*** THE RECORDS ***

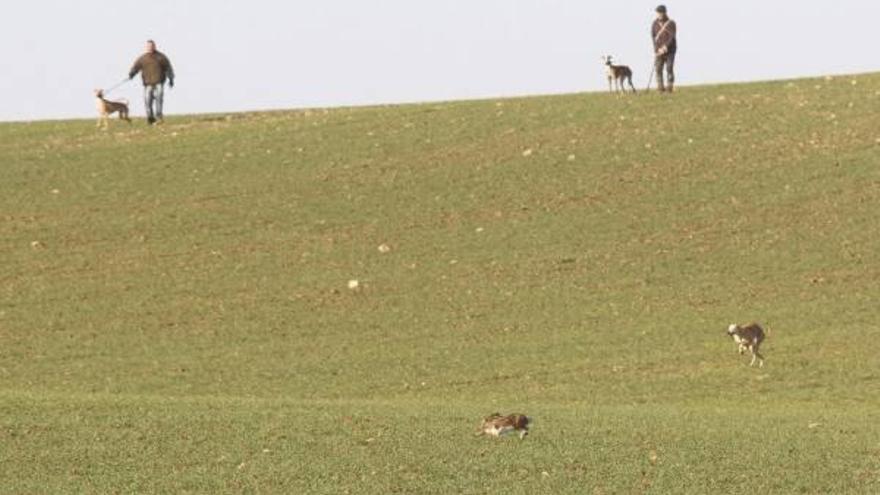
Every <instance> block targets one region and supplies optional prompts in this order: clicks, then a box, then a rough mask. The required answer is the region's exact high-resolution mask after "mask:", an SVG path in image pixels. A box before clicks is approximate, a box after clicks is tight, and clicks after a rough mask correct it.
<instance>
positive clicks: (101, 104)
mask: <svg viewBox="0 0 880 495" xmlns="http://www.w3.org/2000/svg"><path fill="white" fill-rule="evenodd" d="M95 105H96V106H97V108H98V124H97V125H96V126H95V127H101V124H104V129H106V128H107V127H108V126H109V125H110V116H111V115H113V114H114V113H116V112H119V118H120V119H122V120H125V121H127V122H128V123H129V124H131V119H129V118H128V102H121V101H110V100H108V99H106V98H104V90H102V89H96V90H95Z"/></svg>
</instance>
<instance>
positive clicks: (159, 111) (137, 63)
mask: <svg viewBox="0 0 880 495" xmlns="http://www.w3.org/2000/svg"><path fill="white" fill-rule="evenodd" d="M138 72H140V73H141V79H142V80H143V82H144V104H145V105H146V107H147V122H148V123H149V124H151V125H152V124H155V123H156V122H160V123H161V122H162V100H163V98H164V95H165V81H166V80H167V81H168V87H170V88H173V87H174V69H173V68H171V62H170V61H169V60H168V57H166V56H165V54H164V53H162V52H160V51H159V50H156V43H155V42H154V41H153V40H147V51H146V53H144V54H143V55H141V56H140V57H138V59H137V60H135V62H134V65H132V66H131V70H130V71H128V78H129V79H134V76H136V75H137V73H138Z"/></svg>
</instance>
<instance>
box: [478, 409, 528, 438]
mask: <svg viewBox="0 0 880 495" xmlns="http://www.w3.org/2000/svg"><path fill="white" fill-rule="evenodd" d="M531 423H532V419H531V418H529V417H528V416H526V415H525V414H509V415H507V416H502V415H500V414H498V413H494V414H491V415H489V416H486V417H485V418H484V419H483V423H482V424H481V425H480V430H479V431H478V432H477V435H490V436H493V437H500V436H503V435H507V434H508V433H517V434H518V435H519V439H520V440H522V439H523V438H525V437H526V435H528V434H529V425H530V424H531Z"/></svg>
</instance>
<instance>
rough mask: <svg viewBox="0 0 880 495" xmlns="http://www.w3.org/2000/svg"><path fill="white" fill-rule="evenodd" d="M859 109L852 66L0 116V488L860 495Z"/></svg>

***

- [EXERCISE] Can you edit the entries from the very start through the line containing "positive clicks: (101, 104)", changing "clicks" to "points" and keeping every other word the same? Omit the pictures from your answer.

- [TASK RESPONSE]
Every <instance> block targets one region and supplies optional prompts in this order: points, then a box, then a rough mask. The required answer is the region's exact high-resolution mask after "mask:", an SVG path in image pixels. A box before points is approximate, a box after points is tight, and points after a rough mask correct it.
<instance>
positive points: (101, 104)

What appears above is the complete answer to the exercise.